======== Entries supplied ========
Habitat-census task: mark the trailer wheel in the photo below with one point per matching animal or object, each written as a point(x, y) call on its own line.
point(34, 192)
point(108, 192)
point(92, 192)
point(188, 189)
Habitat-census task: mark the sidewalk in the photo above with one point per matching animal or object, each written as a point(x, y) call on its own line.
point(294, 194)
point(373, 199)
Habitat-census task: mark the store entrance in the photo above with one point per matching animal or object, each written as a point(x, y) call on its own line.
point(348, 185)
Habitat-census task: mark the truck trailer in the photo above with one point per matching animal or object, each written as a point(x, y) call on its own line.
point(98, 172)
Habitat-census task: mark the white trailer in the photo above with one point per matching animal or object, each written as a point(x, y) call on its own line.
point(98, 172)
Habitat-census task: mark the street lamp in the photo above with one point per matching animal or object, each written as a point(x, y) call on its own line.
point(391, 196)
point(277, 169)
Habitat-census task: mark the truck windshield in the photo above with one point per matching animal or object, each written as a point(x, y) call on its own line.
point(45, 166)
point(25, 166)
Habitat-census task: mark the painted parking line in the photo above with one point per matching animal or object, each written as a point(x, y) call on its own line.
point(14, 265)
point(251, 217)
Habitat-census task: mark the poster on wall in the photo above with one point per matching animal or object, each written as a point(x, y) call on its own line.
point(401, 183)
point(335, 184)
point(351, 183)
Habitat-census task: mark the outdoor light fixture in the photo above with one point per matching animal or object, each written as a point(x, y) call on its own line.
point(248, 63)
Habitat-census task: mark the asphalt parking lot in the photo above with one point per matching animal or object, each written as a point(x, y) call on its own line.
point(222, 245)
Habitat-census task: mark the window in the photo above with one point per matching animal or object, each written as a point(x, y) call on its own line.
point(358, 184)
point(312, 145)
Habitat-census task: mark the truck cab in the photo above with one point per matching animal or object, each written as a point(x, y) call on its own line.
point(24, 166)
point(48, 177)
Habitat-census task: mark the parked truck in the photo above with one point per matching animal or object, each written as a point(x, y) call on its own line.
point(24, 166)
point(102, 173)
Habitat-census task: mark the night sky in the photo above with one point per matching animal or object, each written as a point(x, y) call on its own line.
========
_Work to complete:_ Revise these lines so that every "Habitat-census task" becomes "Survey task", leaving everything else as it is.

_Expected answer:_
Survey task: mark the trailer wheel in the photo below with one point per matching animal or object, each written as a point(x, y) call on its own line.
point(34, 192)
point(108, 192)
point(92, 192)
point(188, 189)
Survey task: mark the sidewalk in the photo above with one point per matching animal or object, each written as a point(x, y) call on its own line.
point(294, 194)
point(373, 199)
Survey task: mark the store entrance in the photo above with one point per matching animal or object, each written as a point(x, y) call on its own line.
point(348, 185)
Survey task: mark the truck trailer in the photo above with one point per matching animal or object, each written as a point(x, y) call on its own line.
point(98, 172)
Survey task: mark the white trailer in the photo above with one point per matching animal or object, each written as a point(x, y) call on its own line.
point(98, 172)
Survey task: mark the street lamp in the photo above with one point per matching animal or object, each written as a point(x, y) call on its own line.
point(391, 196)
point(277, 169)
Survey task: mark the truck windshield in the photo above with one point per matching animal or object, each written as a point(x, y) call on its own line.
point(45, 166)
point(25, 166)
Survey task: mark the painted parking line in the photo above with one point per matching animal or object, each written as a point(x, y) call on its own line.
point(14, 265)
point(251, 217)
Survey task: mark the poster on wall in the photo above with one point per matching animal or object, each written as a point(x, y) call on its own line.
point(401, 183)
point(335, 184)
point(351, 183)
Survey task: mark the outdoor light fixture in the photo above with one point per matching animal or object, each written as a point(x, y) call on its own line.
point(248, 63)
Survey task: mark the asphalt parking lot in the photo above with one point per matching animal or object, each written as a point(x, y) call on its own line.
point(222, 245)
Survey task: mark the window in the photo above with one point per matching animal or object, each written as a point(x, y) call on its own line.
point(358, 184)
point(312, 145)
Survey task: mark the truck cab in the photo above with one point per matching animal or object, each written as a point(x, y) call on its own line.
point(24, 166)
point(48, 177)
Survey task: mark the parked truck in the photo above with one point per matching animal or object, each written as a point(x, y) call on its own line.
point(24, 166)
point(102, 173)
Survey task: mark the night sky in the photo above with one point per matching animal or object, each written as a point(x, y) call on its own line.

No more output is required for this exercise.